■ TEXT PASSAGE:

-.-.-

Opening of Salami Museum Offers Spicy Slice of Italian Life

Salami
Cold cuts are an art form in Italy, where good taste and ancient recipes combine in an academy devoted to salami. Isabelle Rozenbaum/Alto/Alamy

Do you love salami? Ever thought of it as a work of art?

A new museum in central Italy's food valley thinks it is and is out to tell the world.

It has a high-sounding name: MUSA, as in muse of taste, which is short for Museo della Salumeria in Italian and is meant to conjure up memories of top-flight art museums like New York's Metropolitan Museum, the Louvre in Paris and the British Museum in London.

Everyone knows that when it comes to cold cuts, Italians do it better. Pistachio mortadella, Barolo wine salami, black truffle sausages, Parma and San Daniele ham tickle the palates of every true gourmand. And Italy's world-renowned cured meat delicacies can be just as expensive as caviar and champagne.

Today they're not as greasy and fattening as they were 50 years ago, when the typical lunch of an Italian workman was panino mortadella -- a roughly made sandwich of finely-ground pork sausage speckled with tiny cubes of lard.

Thanks to nutritional science and a creative rethink of old recipes, hams, salamis and sausages now rank as tantalising upscale appetizers and refined finger foods.

Add to that Italy's rich cultural heritage and it's not surprising they're being presented as works of art in their own right.

At MUSA, crystal salamis are showcased behind glass cages while surrealist, flowery dishes of sliced ham, finocchiona (peppercorn salami), sirloin and air-cured beef hang on the walls like hunting trophies.

They're the jewels of Italian cuisine. But it's not just the glory of food that the museum celebrates, or the ancient machinery that makes them. The secret technical procedures and craft of salami-making are also explained to the public.

The chilly galleries are laden with strong-scented ham legs. In the multimedia video booths, visitors can discover how mortadella or lonza (pork loin) are made and stored, copy ancient recipes handed down through families, and learn which knife is best to slice which variety of cold meat or sausage.

Set over three floors and 2,000 square feet, the galleries make mouths water, and so the best part of the visit is perhaps the end, when visitors get to sample a range of salami downed, of course, with a glass of crisp Italian wine.

This modern temple to Italian taste can be found in the village of Castelnuovo Rangone, near Modena, in the headquarters of the Villani salami factory, founded in 1886 and run today by the fifth-generation of the Villani family. The plant produces more than 100 different cured meats -- which are exported to 60 countries -- and enjoys annual profits of $92 million.

For Giuseppe Villani, the CEO, the salami museum is a family dream come true. "We have it in our DNA to pass along our heritage and we're planning to expand into something bigger: a salami school for professional chefs who have a passion for cold cuts and want to become ambassadors for excellent Italian food to the rest of the world.

-.-.-

■ SUPPLIED RECORDS:
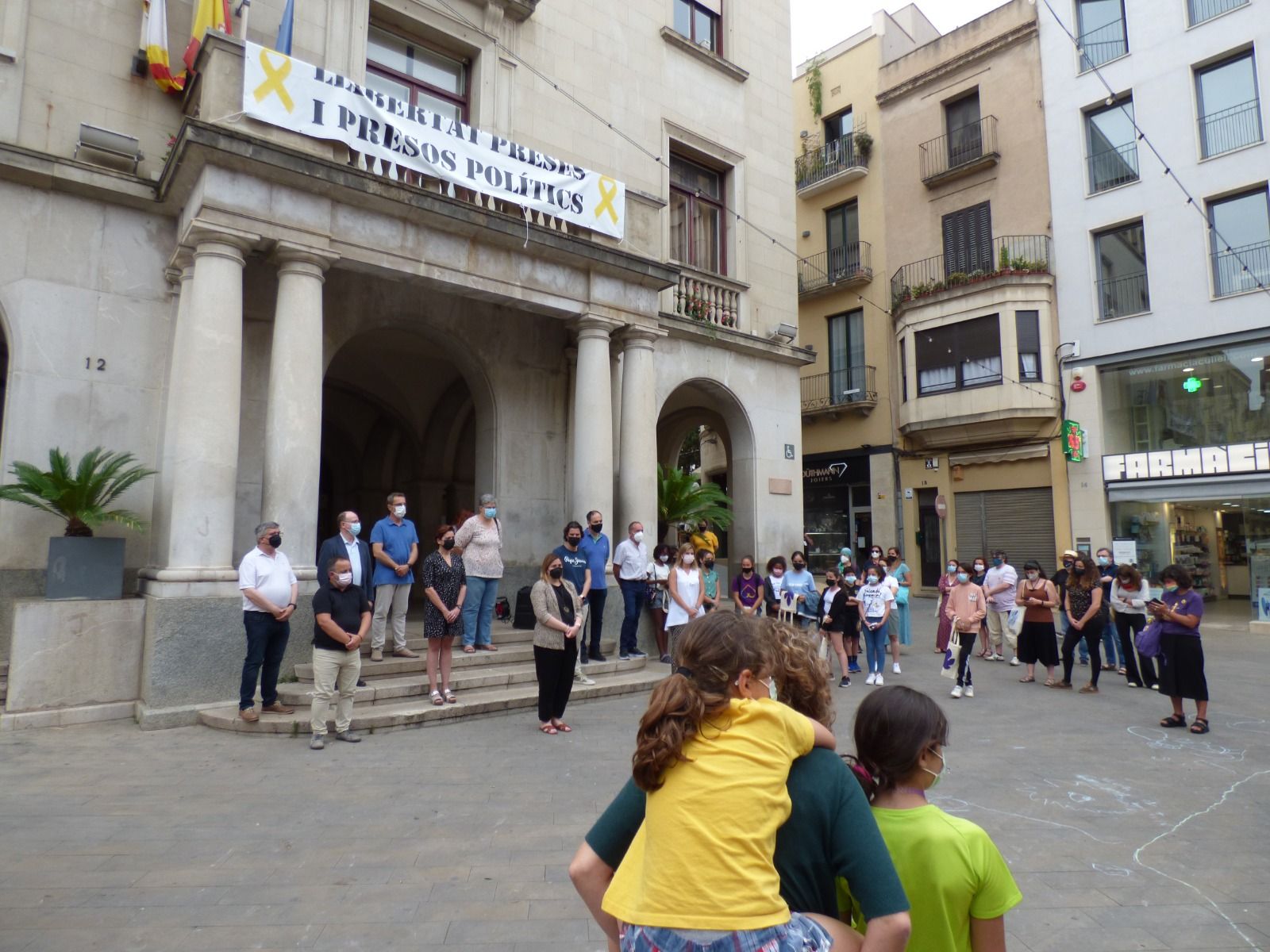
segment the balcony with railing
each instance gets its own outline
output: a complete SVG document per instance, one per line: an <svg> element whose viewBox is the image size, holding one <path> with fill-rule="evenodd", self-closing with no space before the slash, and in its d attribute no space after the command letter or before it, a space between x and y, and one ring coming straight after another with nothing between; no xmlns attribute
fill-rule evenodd
<svg viewBox="0 0 1270 952"><path fill-rule="evenodd" d="M1199 141L1204 157L1231 152L1261 141L1261 100L1219 109L1199 117Z"/></svg>
<svg viewBox="0 0 1270 952"><path fill-rule="evenodd" d="M956 256L933 255L900 267L890 278L890 306L897 311L944 291L966 291L999 278L1050 274L1048 235L1002 235L959 249Z"/></svg>
<svg viewBox="0 0 1270 952"><path fill-rule="evenodd" d="M831 248L798 263L798 294L813 297L841 288L853 288L872 281L872 248L856 241Z"/></svg>
<svg viewBox="0 0 1270 952"><path fill-rule="evenodd" d="M1247 5L1248 0L1186 0L1186 11L1190 14L1190 24L1198 27L1205 20Z"/></svg>
<svg viewBox="0 0 1270 952"><path fill-rule="evenodd" d="M1151 289L1147 287L1147 272L1124 274L1119 278L1104 278L1099 282L1099 307L1102 320L1128 317L1133 314L1146 314L1151 310Z"/></svg>
<svg viewBox="0 0 1270 952"><path fill-rule="evenodd" d="M1095 66L1118 60L1129 52L1129 38L1121 19L1091 29L1076 43L1081 51L1081 72L1088 72Z"/></svg>
<svg viewBox="0 0 1270 952"><path fill-rule="evenodd" d="M794 180L799 198L809 198L864 178L869 174L871 152L872 136L859 124L851 135L831 140L795 157Z"/></svg>
<svg viewBox="0 0 1270 952"><path fill-rule="evenodd" d="M1090 166L1090 194L1106 192L1109 188L1128 185L1138 180L1138 142L1137 140L1115 149L1104 149L1087 159Z"/></svg>
<svg viewBox="0 0 1270 952"><path fill-rule="evenodd" d="M947 133L917 147L922 182L935 187L1001 161L997 151L997 117L949 129Z"/></svg>
<svg viewBox="0 0 1270 952"><path fill-rule="evenodd" d="M803 415L860 410L867 414L878 406L878 368L861 364L828 373L803 377Z"/></svg>
<svg viewBox="0 0 1270 952"><path fill-rule="evenodd" d="M1270 288L1270 241L1215 251L1212 258L1214 297Z"/></svg>

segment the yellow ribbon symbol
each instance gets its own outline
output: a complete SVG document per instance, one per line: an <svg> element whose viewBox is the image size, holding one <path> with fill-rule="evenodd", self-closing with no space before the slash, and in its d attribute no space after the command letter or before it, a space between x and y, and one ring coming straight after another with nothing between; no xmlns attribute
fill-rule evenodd
<svg viewBox="0 0 1270 952"><path fill-rule="evenodd" d="M599 176L599 197L603 201L596 206L596 217L598 218L605 212L608 212L608 217L612 218L613 225L616 225L617 209L613 208L613 199L617 198L617 183L607 175Z"/></svg>
<svg viewBox="0 0 1270 952"><path fill-rule="evenodd" d="M273 69L273 63L269 62L269 51L262 50L260 67L264 70L264 83L255 88L255 102L259 103L271 93L277 93L278 99L282 100L282 105L290 113L296 108L296 103L292 100L291 94L287 93L287 88L282 85L282 81L291 75L291 57L283 56L282 66Z"/></svg>

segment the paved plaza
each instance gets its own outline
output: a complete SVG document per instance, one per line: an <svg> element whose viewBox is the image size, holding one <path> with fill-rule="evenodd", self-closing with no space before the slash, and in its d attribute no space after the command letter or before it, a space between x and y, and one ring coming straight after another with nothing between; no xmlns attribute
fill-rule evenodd
<svg viewBox="0 0 1270 952"><path fill-rule="evenodd" d="M1213 732L1106 673L1096 697L921 645L886 683L952 721L933 797L983 825L1024 892L1010 948L1270 948L1270 641L1206 628ZM229 663L229 661L227 661ZM1077 675L1088 669L1078 668ZM836 691L839 749L862 679ZM0 735L0 951L594 952L565 872L625 778L645 696L330 743L132 725Z"/></svg>

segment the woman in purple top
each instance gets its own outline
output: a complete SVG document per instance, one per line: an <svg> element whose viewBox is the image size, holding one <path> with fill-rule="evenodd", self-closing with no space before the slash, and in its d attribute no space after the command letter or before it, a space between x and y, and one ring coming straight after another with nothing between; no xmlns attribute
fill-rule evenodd
<svg viewBox="0 0 1270 952"><path fill-rule="evenodd" d="M1204 646L1200 644L1199 619L1204 617L1204 598L1191 588L1191 576L1180 565L1160 572L1165 592L1147 608L1160 622L1160 693L1173 702L1173 713L1160 722L1161 727L1185 727L1182 698L1195 702L1191 734L1208 734L1208 680L1204 678Z"/></svg>

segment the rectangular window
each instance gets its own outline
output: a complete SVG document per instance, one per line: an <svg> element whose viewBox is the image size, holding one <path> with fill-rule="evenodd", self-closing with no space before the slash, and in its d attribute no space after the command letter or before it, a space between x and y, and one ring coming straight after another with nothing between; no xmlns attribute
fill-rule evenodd
<svg viewBox="0 0 1270 952"><path fill-rule="evenodd" d="M1195 94L1205 159L1261 141L1261 102L1251 51L1196 70Z"/></svg>
<svg viewBox="0 0 1270 952"><path fill-rule="evenodd" d="M1227 10L1247 6L1248 0L1186 0L1186 13L1190 14L1193 27L1220 17Z"/></svg>
<svg viewBox="0 0 1270 952"><path fill-rule="evenodd" d="M1093 236L1099 258L1099 301L1104 319L1151 310L1147 237L1142 220Z"/></svg>
<svg viewBox="0 0 1270 952"><path fill-rule="evenodd" d="M864 308L829 317L829 401L850 404L864 400L865 369Z"/></svg>
<svg viewBox="0 0 1270 952"><path fill-rule="evenodd" d="M674 32L719 55L721 19L723 0L674 0Z"/></svg>
<svg viewBox="0 0 1270 952"><path fill-rule="evenodd" d="M1129 52L1123 0L1076 0L1081 72Z"/></svg>
<svg viewBox="0 0 1270 952"><path fill-rule="evenodd" d="M1019 380L1040 380L1040 311L1015 311L1019 338Z"/></svg>
<svg viewBox="0 0 1270 952"><path fill-rule="evenodd" d="M979 90L944 105L950 169L973 162L983 155L983 128L979 126Z"/></svg>
<svg viewBox="0 0 1270 952"><path fill-rule="evenodd" d="M1270 198L1265 187L1209 202L1213 293L1217 297L1270 287Z"/></svg>
<svg viewBox="0 0 1270 952"><path fill-rule="evenodd" d="M1090 193L1138 180L1138 135L1133 127L1133 96L1085 114L1090 165Z"/></svg>
<svg viewBox="0 0 1270 952"><path fill-rule="evenodd" d="M371 27L366 42L366 85L399 102L467 121L466 60Z"/></svg>
<svg viewBox="0 0 1270 952"><path fill-rule="evenodd" d="M860 270L860 208L855 201L824 213L829 281Z"/></svg>
<svg viewBox="0 0 1270 952"><path fill-rule="evenodd" d="M944 225L944 277L993 270L991 202L949 212Z"/></svg>
<svg viewBox="0 0 1270 952"><path fill-rule="evenodd" d="M917 395L1001 383L1001 321L975 317L917 331Z"/></svg>
<svg viewBox="0 0 1270 952"><path fill-rule="evenodd" d="M671 258L725 274L723 173L671 156Z"/></svg>

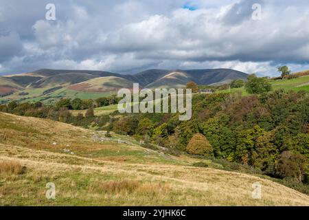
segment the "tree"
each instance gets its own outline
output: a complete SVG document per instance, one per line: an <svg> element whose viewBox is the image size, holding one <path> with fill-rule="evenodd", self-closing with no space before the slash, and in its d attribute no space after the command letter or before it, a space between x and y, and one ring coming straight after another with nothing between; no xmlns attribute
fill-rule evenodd
<svg viewBox="0 0 309 220"><path fill-rule="evenodd" d="M67 122L71 117L69 111L65 107L61 107L59 109L59 122Z"/></svg>
<svg viewBox="0 0 309 220"><path fill-rule="evenodd" d="M102 107L109 104L109 101L106 97L98 98L95 100L95 102L97 102L98 107Z"/></svg>
<svg viewBox="0 0 309 220"><path fill-rule="evenodd" d="M93 100L92 99L83 99L82 100L82 109L88 109L93 107Z"/></svg>
<svg viewBox="0 0 309 220"><path fill-rule="evenodd" d="M73 109L74 110L80 110L82 109L82 102L80 98L74 98L71 102L71 105L72 106Z"/></svg>
<svg viewBox="0 0 309 220"><path fill-rule="evenodd" d="M92 107L89 108L87 110L87 111L86 111L86 113L84 114L84 116L86 118L93 118L93 117L94 117L93 108L92 108Z"/></svg>
<svg viewBox="0 0 309 220"><path fill-rule="evenodd" d="M231 82L231 88L240 88L244 85L244 82L242 80L233 80Z"/></svg>
<svg viewBox="0 0 309 220"><path fill-rule="evenodd" d="M192 92L198 92L198 87L197 84L193 81L187 82L186 88L192 89Z"/></svg>
<svg viewBox="0 0 309 220"><path fill-rule="evenodd" d="M56 102L56 109L59 110L60 108L71 109L71 100L67 98L62 98Z"/></svg>
<svg viewBox="0 0 309 220"><path fill-rule="evenodd" d="M288 76L290 74L290 70L288 69L287 66L282 66L278 68L278 72L281 72L281 78L284 79L286 76Z"/></svg>
<svg viewBox="0 0 309 220"><path fill-rule="evenodd" d="M212 146L201 133L196 133L187 145L187 152L191 154L207 155L213 155Z"/></svg>
<svg viewBox="0 0 309 220"><path fill-rule="evenodd" d="M284 151L276 164L276 170L282 178L290 177L301 182L306 166L307 160L305 156L291 151Z"/></svg>
<svg viewBox="0 0 309 220"><path fill-rule="evenodd" d="M246 91L251 94L262 94L271 91L271 84L265 78L259 78L255 74L251 74L248 77L248 81L245 85Z"/></svg>
<svg viewBox="0 0 309 220"><path fill-rule="evenodd" d="M17 102L12 101L9 104L8 104L8 110L9 112L11 112L17 107Z"/></svg>

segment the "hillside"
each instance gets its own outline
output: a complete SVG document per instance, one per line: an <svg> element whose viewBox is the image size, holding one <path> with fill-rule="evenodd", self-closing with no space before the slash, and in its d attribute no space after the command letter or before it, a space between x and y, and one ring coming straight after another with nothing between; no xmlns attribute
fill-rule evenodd
<svg viewBox="0 0 309 220"><path fill-rule="evenodd" d="M146 87L185 87L194 81L198 85L229 82L233 79L247 79L245 73L230 69L187 69L187 70L148 70L136 74L137 80ZM148 79L150 78L150 79ZM146 83L145 85L145 83Z"/></svg>
<svg viewBox="0 0 309 220"><path fill-rule="evenodd" d="M133 82L123 78L116 76L99 77L77 83L69 87L69 89L90 92L117 91L122 88L131 89Z"/></svg>
<svg viewBox="0 0 309 220"><path fill-rule="evenodd" d="M95 98L131 88L133 82L151 89L183 87L189 81L198 84L229 82L247 78L233 69L148 69L136 74L103 71L43 69L0 78L0 102L10 100L51 103L61 98Z"/></svg>
<svg viewBox="0 0 309 220"><path fill-rule="evenodd" d="M201 160L112 136L0 113L0 205L309 205L308 196L269 179L194 167ZM16 169L8 173L4 164ZM48 182L55 184L56 199L45 198ZM252 199L255 182L262 186L262 199Z"/></svg>

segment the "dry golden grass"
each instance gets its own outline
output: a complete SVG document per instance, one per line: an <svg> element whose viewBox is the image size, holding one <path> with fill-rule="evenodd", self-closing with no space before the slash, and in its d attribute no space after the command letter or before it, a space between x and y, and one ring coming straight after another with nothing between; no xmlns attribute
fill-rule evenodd
<svg viewBox="0 0 309 220"><path fill-rule="evenodd" d="M93 131L37 118L0 116L11 123L4 128L0 123L0 135L7 137L0 140L0 160L27 167L27 172L14 178L1 172L2 206L309 206L308 195L270 179L190 166L194 159L166 159L137 145L115 143L117 150L111 155L113 144L93 142ZM18 127L14 122L20 122ZM10 136L8 132L16 132L25 139L21 141L19 136ZM54 141L56 146L52 144ZM60 151L67 143L76 154ZM40 149L36 144L41 144ZM108 154L87 156L98 151ZM137 151L139 154L135 155ZM133 157L135 162L123 160ZM157 160L152 162L150 157ZM56 184L56 198L52 201L45 196L47 182ZM262 187L261 199L252 198L255 182Z"/></svg>
<svg viewBox="0 0 309 220"><path fill-rule="evenodd" d="M0 160L0 174L22 174L24 168L19 162L11 160Z"/></svg>

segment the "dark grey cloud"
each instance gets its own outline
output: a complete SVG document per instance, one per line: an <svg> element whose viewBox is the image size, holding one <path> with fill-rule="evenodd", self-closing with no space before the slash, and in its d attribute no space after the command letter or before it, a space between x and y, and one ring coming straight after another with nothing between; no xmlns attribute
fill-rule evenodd
<svg viewBox="0 0 309 220"><path fill-rule="evenodd" d="M231 67L276 74L309 63L306 1L0 0L0 72L39 68L133 73L147 68ZM251 19L260 3L260 21Z"/></svg>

-.-.-

■ WHAT YOU SHOULD DO: From the salami museum article, extract the passage that begins at the words "Today they're not" and stops after the words "cubes of lard.".

■ REPLY:
Today they're not as greasy and fattening as they were 50 years ago, when the typical lunch of an Italian workman was panino mortadella -- a roughly made sandwich of finely-ground pork sausage speckled with tiny cubes of lard.